WHAT NEEDS TO BE DONE –
How many lines in the material below contain the word "jersey"? Reply with the number alone.

BEGIN LISTED RECORDS

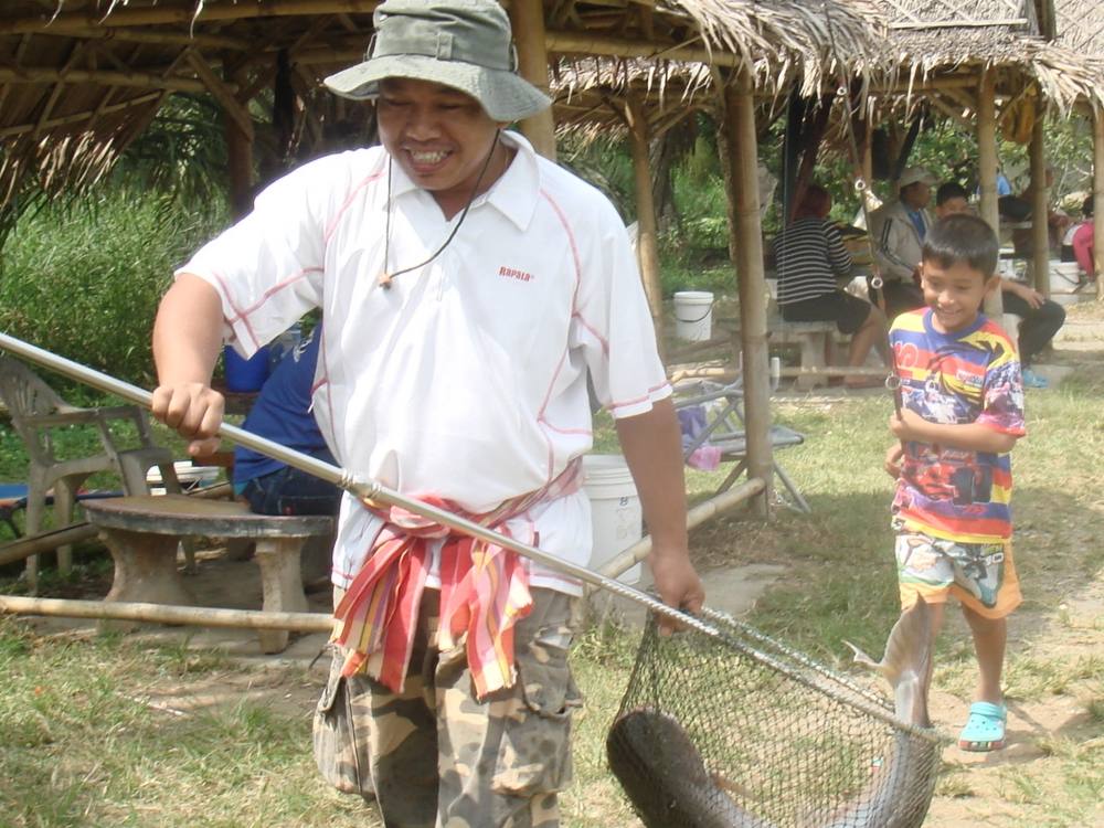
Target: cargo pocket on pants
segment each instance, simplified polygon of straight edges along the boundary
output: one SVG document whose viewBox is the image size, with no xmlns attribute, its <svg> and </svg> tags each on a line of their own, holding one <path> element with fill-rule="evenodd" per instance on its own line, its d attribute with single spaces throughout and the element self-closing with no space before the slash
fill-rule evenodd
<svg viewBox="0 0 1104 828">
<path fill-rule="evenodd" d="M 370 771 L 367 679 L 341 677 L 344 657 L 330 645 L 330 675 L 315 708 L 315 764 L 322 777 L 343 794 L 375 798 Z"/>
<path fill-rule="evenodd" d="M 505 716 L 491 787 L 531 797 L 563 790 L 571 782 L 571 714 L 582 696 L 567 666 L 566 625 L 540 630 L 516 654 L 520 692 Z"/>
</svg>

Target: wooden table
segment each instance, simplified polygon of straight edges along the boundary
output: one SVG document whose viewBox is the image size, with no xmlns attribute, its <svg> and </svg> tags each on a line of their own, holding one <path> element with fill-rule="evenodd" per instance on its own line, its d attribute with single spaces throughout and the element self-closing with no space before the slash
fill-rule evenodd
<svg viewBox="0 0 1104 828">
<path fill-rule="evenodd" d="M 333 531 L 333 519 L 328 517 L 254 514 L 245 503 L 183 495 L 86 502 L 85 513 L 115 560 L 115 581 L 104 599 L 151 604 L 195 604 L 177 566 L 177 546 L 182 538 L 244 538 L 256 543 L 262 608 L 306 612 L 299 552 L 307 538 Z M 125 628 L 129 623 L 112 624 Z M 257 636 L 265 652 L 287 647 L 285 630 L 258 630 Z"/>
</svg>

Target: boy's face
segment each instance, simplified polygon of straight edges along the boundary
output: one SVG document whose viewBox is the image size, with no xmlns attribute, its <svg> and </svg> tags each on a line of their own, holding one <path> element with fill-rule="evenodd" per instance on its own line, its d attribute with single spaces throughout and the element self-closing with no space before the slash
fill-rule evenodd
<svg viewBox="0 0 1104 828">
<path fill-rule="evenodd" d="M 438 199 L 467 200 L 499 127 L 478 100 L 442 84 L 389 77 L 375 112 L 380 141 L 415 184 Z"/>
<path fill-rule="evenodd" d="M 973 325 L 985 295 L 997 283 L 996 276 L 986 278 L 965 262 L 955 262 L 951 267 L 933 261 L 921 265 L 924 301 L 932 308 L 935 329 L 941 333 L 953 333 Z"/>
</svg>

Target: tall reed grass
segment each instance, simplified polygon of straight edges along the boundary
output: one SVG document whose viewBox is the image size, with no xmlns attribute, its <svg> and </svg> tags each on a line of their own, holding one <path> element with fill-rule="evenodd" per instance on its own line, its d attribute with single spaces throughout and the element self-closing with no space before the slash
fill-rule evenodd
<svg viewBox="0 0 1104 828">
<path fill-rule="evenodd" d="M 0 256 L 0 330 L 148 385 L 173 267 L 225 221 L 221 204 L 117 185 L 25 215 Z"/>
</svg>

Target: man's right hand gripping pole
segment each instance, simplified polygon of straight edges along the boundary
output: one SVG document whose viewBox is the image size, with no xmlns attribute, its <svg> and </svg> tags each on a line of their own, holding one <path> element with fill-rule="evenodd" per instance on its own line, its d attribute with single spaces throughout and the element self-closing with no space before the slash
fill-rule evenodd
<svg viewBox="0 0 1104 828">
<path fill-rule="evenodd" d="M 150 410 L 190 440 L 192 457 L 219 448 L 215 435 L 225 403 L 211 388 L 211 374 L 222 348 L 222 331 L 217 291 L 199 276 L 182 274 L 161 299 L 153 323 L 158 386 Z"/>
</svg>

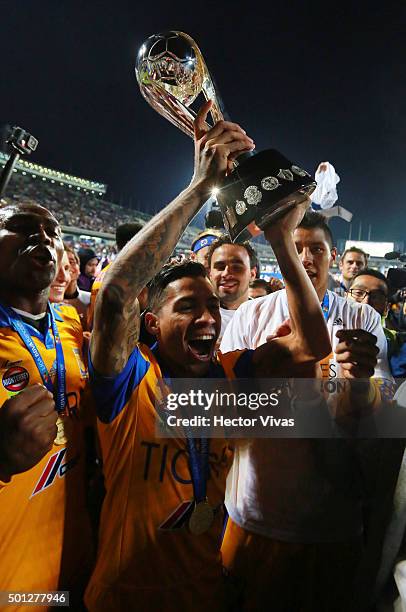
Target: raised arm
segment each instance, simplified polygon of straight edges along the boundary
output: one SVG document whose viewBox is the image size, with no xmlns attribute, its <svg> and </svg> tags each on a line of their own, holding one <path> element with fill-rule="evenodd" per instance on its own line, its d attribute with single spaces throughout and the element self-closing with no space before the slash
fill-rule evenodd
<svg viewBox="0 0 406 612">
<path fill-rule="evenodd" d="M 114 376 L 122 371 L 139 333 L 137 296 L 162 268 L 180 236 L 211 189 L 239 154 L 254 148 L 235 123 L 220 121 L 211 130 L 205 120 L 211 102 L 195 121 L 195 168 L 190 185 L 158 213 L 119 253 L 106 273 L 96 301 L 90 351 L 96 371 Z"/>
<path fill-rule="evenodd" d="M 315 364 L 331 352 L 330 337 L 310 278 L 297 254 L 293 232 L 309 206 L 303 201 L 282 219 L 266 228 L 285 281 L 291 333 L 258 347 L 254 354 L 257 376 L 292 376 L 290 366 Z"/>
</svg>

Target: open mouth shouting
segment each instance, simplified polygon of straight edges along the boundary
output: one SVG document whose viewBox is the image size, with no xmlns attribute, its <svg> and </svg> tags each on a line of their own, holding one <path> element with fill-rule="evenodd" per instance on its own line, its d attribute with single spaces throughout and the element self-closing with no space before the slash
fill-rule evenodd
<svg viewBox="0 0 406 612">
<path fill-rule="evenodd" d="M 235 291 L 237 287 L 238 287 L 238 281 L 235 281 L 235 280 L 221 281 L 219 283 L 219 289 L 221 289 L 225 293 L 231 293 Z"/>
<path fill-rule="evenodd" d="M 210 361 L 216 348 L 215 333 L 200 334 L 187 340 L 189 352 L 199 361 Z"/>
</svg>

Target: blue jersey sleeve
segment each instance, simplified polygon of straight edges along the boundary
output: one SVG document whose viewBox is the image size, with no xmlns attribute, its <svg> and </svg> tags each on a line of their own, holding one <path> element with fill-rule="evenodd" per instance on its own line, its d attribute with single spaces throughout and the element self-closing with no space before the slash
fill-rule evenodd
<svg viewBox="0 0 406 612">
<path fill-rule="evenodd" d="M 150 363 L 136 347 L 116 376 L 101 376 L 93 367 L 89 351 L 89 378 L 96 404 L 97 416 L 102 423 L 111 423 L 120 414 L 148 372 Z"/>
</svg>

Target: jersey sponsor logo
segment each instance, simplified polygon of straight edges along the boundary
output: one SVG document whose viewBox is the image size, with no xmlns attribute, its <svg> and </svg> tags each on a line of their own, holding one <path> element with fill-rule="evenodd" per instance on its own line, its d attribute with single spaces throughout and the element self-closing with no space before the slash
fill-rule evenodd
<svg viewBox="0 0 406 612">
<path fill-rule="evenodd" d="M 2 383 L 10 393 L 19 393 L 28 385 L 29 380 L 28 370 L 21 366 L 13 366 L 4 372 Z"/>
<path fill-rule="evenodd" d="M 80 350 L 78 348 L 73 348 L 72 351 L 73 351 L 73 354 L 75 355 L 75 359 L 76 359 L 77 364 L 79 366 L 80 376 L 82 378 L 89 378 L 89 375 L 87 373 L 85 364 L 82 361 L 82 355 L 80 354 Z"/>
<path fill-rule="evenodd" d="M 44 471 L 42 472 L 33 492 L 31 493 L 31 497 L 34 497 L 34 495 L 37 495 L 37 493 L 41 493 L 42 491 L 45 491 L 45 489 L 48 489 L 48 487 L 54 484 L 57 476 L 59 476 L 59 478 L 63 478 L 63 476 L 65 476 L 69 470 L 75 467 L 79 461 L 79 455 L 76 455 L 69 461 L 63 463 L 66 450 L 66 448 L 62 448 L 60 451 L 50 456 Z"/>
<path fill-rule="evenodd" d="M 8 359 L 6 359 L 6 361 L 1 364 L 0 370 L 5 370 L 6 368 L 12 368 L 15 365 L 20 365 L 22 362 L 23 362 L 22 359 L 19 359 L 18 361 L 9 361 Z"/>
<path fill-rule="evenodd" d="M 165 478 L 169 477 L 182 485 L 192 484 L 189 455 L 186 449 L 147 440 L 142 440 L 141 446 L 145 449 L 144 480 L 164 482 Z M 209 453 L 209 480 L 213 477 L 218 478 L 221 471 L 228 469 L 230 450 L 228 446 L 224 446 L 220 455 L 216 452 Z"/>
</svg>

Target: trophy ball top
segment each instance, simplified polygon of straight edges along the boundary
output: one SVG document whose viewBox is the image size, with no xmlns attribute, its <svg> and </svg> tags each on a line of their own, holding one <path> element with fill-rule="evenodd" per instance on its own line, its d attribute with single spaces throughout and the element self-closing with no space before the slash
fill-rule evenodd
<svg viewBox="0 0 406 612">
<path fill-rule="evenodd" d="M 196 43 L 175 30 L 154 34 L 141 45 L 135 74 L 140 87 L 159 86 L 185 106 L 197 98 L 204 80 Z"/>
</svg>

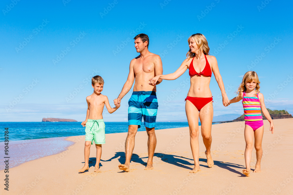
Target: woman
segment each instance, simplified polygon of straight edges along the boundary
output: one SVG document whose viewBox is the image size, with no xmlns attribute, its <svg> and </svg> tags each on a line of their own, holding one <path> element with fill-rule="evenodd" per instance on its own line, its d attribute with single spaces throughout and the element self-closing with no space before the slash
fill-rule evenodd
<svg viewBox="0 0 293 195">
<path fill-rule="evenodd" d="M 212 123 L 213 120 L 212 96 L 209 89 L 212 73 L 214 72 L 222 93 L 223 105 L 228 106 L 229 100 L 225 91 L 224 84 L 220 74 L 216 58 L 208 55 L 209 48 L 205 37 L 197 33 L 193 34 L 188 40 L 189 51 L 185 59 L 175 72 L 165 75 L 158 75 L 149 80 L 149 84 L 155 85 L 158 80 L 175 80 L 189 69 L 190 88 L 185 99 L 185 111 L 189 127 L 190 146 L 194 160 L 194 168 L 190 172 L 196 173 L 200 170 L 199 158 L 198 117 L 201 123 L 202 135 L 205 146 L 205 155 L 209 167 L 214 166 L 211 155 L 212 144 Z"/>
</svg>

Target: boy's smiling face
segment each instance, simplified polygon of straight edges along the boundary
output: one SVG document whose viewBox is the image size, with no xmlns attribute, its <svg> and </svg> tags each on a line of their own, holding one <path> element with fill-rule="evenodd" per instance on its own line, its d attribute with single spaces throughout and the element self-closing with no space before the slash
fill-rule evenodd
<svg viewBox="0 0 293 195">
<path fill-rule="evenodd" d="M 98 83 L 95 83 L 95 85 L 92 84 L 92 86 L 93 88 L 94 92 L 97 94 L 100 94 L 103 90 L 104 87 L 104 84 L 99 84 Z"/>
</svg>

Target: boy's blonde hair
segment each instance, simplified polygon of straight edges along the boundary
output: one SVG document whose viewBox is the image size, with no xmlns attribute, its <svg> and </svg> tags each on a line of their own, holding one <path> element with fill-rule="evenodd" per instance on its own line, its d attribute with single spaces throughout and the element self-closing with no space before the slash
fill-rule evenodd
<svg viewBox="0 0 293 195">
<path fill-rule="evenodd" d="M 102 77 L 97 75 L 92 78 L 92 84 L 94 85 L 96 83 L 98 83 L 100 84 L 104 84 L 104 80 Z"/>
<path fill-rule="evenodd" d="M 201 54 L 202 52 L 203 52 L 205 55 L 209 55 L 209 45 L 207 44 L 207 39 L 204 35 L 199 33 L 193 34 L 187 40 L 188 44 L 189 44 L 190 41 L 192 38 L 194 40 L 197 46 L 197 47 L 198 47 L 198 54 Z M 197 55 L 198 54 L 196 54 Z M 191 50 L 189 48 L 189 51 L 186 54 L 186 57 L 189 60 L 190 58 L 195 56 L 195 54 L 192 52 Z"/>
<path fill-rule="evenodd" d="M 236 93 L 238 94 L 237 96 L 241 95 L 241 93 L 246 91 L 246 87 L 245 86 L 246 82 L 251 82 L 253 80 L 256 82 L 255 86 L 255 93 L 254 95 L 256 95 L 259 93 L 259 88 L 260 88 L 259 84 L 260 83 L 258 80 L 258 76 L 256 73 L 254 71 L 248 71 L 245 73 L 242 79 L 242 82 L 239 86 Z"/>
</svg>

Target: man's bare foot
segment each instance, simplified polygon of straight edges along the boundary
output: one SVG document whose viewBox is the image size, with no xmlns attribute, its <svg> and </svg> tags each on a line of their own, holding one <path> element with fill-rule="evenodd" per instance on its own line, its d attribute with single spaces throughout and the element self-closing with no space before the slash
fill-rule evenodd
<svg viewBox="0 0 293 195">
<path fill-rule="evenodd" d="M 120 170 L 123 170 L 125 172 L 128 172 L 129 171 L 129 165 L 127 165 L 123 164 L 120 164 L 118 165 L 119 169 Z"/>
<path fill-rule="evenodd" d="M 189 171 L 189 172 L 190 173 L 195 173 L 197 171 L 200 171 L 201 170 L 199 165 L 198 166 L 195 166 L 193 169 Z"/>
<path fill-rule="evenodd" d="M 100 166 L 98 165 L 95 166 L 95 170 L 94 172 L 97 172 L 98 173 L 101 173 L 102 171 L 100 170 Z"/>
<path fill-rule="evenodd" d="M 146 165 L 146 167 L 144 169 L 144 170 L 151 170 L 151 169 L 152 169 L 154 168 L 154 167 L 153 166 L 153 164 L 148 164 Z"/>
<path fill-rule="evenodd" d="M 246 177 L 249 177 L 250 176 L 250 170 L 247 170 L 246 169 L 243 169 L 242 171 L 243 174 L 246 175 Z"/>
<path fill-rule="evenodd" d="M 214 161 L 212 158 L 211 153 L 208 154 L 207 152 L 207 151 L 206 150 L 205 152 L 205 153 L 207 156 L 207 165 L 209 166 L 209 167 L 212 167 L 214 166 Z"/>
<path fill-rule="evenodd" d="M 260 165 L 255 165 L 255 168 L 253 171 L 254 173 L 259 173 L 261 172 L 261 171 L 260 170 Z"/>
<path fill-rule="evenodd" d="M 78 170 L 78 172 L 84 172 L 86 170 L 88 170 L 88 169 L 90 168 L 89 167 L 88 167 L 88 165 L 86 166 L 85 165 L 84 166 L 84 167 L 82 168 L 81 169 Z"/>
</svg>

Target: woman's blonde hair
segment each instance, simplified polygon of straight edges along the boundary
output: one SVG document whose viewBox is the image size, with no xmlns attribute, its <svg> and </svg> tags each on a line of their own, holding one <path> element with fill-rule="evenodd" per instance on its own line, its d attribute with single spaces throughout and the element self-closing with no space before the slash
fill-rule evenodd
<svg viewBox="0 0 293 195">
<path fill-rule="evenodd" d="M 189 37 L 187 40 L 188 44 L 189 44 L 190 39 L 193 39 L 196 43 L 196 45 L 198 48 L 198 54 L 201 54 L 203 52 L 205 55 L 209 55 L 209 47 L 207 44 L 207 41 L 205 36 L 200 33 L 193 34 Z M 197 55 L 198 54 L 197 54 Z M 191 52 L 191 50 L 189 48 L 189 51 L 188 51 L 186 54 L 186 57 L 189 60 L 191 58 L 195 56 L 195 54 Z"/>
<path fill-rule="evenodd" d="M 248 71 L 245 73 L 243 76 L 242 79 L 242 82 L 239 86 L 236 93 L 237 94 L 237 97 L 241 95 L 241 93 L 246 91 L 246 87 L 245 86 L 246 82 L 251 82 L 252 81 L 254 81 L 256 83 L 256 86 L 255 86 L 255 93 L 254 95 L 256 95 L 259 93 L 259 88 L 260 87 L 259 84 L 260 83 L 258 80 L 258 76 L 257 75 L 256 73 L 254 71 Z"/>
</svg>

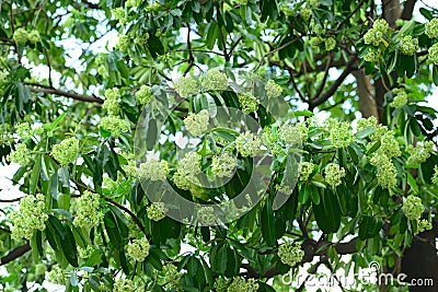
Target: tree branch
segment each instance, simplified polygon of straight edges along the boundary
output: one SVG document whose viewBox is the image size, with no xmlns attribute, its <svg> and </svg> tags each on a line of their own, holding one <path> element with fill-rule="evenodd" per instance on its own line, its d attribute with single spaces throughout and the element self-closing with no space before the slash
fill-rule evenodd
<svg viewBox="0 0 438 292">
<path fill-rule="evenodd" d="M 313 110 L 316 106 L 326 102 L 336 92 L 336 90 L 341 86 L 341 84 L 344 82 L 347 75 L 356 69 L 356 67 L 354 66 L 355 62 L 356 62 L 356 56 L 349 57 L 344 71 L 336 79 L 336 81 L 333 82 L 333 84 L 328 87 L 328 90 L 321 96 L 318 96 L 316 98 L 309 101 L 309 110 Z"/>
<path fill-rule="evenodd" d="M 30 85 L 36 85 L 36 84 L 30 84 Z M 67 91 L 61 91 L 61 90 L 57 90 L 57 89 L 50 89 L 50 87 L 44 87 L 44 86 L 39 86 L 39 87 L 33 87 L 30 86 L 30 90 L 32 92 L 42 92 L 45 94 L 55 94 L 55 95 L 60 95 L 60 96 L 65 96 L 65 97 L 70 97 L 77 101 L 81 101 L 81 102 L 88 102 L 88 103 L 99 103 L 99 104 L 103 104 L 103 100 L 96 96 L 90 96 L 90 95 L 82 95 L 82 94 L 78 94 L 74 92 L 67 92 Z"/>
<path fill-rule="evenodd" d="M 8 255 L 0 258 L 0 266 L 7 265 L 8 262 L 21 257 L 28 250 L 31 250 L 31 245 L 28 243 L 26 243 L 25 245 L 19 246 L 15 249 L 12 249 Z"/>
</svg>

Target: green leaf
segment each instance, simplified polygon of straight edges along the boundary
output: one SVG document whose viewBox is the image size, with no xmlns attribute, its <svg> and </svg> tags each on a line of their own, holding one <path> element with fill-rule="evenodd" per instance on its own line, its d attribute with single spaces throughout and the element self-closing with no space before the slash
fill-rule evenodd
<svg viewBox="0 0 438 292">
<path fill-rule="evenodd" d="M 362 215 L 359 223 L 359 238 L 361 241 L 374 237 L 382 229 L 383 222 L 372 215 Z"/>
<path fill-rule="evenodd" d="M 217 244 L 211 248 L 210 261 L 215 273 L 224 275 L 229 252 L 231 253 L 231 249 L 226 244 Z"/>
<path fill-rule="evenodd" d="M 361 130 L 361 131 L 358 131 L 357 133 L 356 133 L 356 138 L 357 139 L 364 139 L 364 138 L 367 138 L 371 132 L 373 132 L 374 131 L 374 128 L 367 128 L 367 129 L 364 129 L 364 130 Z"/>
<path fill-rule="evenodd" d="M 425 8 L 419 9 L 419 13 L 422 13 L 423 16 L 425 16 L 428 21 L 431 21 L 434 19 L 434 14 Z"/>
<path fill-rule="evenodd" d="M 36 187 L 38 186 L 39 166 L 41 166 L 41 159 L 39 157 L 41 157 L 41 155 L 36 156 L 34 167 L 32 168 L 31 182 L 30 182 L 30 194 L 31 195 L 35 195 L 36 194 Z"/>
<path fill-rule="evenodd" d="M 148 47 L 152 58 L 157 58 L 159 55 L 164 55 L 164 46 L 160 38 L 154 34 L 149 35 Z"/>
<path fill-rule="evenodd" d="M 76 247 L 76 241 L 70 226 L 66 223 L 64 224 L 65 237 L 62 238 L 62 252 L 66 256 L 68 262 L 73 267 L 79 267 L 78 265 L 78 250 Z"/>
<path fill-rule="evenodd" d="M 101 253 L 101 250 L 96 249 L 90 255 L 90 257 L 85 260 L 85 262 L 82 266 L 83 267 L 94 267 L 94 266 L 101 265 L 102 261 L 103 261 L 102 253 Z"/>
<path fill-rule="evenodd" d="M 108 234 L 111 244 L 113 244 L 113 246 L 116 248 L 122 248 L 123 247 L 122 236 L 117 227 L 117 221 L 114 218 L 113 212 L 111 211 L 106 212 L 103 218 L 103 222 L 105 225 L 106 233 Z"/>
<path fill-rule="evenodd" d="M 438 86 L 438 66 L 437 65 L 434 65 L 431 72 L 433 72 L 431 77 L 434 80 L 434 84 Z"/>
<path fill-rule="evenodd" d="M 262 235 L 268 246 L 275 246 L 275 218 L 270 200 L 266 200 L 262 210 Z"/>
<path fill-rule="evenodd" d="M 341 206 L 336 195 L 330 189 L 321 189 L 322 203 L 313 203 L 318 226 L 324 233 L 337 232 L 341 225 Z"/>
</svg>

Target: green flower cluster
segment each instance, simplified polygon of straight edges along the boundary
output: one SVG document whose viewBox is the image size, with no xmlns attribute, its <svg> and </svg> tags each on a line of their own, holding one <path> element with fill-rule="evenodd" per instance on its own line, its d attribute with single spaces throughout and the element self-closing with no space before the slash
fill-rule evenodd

END LISTED RECORDS

WRITTEN RESPONSE –
2